Submitted by Principal Financial Group, Inc.
For more than two decades, Kimberly Evans has logged experience as an entrepreneur and small business owner. She’s owned a clothing store. She opened a call center.
But when it came to raising capital for her latest venture, Just Her Rideshare, the Charlotte, North Carolina, resident realized she had a knowledge gap. “I’ve built small businesses, but I never had to fundraise on that scale,” Evans says. “I knew I needed to find out how to execute that. I’m good at some things, but as a small business owner you can’t be good at everything.”
Evans found help in the form of a 3Rs grant—Recovery, Rebuild, Resilience—from 1863 Ventures. The organization, supported by Principal® Foundation, offers leadership training and market access for people of color and women entrepreneurs. For Evans, that translated into team building and financial insights. For her community—and thousands of other communities across the U.S. that support small businesses—the benefits of such programs spread far and wide.
Providing equitable support, all year long
Focused events like Small Business Saturday help drive attention to the 30 million-plus small businesses in the U.S. But research demonstrates support is needed not just on one day, but throughout the year, year after year. That’s particularly true for small businesses owned by people of color and women.

☆ ☆ ☆ ☆ ☆ ☆ ☆

## [Set task]
Transcribe the portion of the article on small business support that begins with "Submitted by Principal" and ends with "a call center.".

Dataset rows:
☆ ☆ ☆ ☆ ☆ ☆ ☆

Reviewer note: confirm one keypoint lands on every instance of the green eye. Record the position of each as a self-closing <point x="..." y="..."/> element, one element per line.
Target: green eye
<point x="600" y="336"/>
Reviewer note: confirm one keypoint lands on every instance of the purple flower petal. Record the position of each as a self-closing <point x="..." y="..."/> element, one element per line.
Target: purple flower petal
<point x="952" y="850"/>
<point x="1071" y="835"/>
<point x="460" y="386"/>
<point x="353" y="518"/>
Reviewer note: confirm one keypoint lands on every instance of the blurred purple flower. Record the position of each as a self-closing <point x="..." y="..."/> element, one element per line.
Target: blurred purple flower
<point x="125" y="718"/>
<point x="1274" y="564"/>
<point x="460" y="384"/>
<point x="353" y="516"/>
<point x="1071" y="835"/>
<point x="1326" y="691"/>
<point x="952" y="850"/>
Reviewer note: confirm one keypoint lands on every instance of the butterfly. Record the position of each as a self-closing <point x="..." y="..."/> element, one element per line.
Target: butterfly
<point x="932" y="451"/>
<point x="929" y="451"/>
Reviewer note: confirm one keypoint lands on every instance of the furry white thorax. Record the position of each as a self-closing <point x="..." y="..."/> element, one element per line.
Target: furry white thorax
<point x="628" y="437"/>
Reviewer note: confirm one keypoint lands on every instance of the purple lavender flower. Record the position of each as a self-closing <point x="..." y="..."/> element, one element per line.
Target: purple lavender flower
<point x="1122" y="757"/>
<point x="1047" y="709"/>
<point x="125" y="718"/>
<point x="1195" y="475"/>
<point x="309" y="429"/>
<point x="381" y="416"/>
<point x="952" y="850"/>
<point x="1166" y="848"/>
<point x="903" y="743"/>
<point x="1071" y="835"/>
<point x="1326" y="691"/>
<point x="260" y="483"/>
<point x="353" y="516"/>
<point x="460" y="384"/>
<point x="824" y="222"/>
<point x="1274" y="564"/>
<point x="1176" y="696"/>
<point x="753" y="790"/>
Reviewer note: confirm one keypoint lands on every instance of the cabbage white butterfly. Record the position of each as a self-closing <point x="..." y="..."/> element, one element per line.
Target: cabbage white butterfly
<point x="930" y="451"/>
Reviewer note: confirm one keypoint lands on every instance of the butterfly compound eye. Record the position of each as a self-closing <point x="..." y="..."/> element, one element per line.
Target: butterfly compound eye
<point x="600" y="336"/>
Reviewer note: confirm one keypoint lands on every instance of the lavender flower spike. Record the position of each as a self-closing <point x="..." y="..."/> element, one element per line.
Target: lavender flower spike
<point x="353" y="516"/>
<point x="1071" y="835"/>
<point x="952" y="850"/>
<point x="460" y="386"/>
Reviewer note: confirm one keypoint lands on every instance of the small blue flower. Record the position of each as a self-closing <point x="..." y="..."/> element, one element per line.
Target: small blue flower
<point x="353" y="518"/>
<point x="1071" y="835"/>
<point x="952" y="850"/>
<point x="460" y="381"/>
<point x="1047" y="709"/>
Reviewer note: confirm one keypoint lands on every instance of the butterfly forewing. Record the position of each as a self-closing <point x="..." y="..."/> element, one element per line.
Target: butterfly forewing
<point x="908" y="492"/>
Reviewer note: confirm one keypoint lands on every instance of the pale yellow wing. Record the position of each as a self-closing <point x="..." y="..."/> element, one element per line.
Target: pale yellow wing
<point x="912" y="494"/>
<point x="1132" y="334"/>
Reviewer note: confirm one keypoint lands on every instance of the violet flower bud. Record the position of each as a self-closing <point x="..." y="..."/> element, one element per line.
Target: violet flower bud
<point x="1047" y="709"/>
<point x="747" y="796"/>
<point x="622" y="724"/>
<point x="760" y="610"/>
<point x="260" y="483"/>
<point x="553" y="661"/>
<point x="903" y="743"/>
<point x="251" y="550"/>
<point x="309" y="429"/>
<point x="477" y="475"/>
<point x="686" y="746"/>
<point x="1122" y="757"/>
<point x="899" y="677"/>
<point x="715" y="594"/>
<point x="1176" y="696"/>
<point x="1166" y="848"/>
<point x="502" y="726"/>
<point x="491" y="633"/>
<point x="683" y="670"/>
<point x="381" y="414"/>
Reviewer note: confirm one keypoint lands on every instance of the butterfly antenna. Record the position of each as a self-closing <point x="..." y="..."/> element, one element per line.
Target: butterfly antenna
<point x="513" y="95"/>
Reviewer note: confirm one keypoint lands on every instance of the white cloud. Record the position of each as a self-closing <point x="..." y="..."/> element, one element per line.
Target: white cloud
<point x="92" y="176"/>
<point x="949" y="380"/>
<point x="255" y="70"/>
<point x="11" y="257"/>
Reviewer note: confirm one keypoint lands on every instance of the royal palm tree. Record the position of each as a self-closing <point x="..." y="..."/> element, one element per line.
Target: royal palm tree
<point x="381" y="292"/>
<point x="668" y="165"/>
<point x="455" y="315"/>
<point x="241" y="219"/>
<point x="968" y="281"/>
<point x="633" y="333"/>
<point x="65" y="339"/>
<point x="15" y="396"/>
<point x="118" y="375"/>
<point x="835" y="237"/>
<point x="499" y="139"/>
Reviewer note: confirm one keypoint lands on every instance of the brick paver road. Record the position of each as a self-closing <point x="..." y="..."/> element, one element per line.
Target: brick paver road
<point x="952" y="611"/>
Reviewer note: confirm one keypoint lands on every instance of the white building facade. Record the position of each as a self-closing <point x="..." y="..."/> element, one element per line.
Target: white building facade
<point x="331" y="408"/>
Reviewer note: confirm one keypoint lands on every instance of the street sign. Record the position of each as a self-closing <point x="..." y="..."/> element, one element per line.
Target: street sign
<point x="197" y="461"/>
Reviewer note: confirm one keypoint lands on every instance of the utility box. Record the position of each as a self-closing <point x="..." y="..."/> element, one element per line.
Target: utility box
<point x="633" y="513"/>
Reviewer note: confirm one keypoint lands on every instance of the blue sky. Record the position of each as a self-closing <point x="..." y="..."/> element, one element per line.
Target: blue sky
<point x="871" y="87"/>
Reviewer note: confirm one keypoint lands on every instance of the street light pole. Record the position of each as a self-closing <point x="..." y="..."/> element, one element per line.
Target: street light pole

☆ ☆ ☆ ☆ ☆ ☆ ☆

## [Full answer]
Submitted by Principal Financial Group, Inc.
For more than two decades, Kimberly Evans has logged experience as an entrepreneur and small business owner. She’s owned a clothing store. She opened a call center.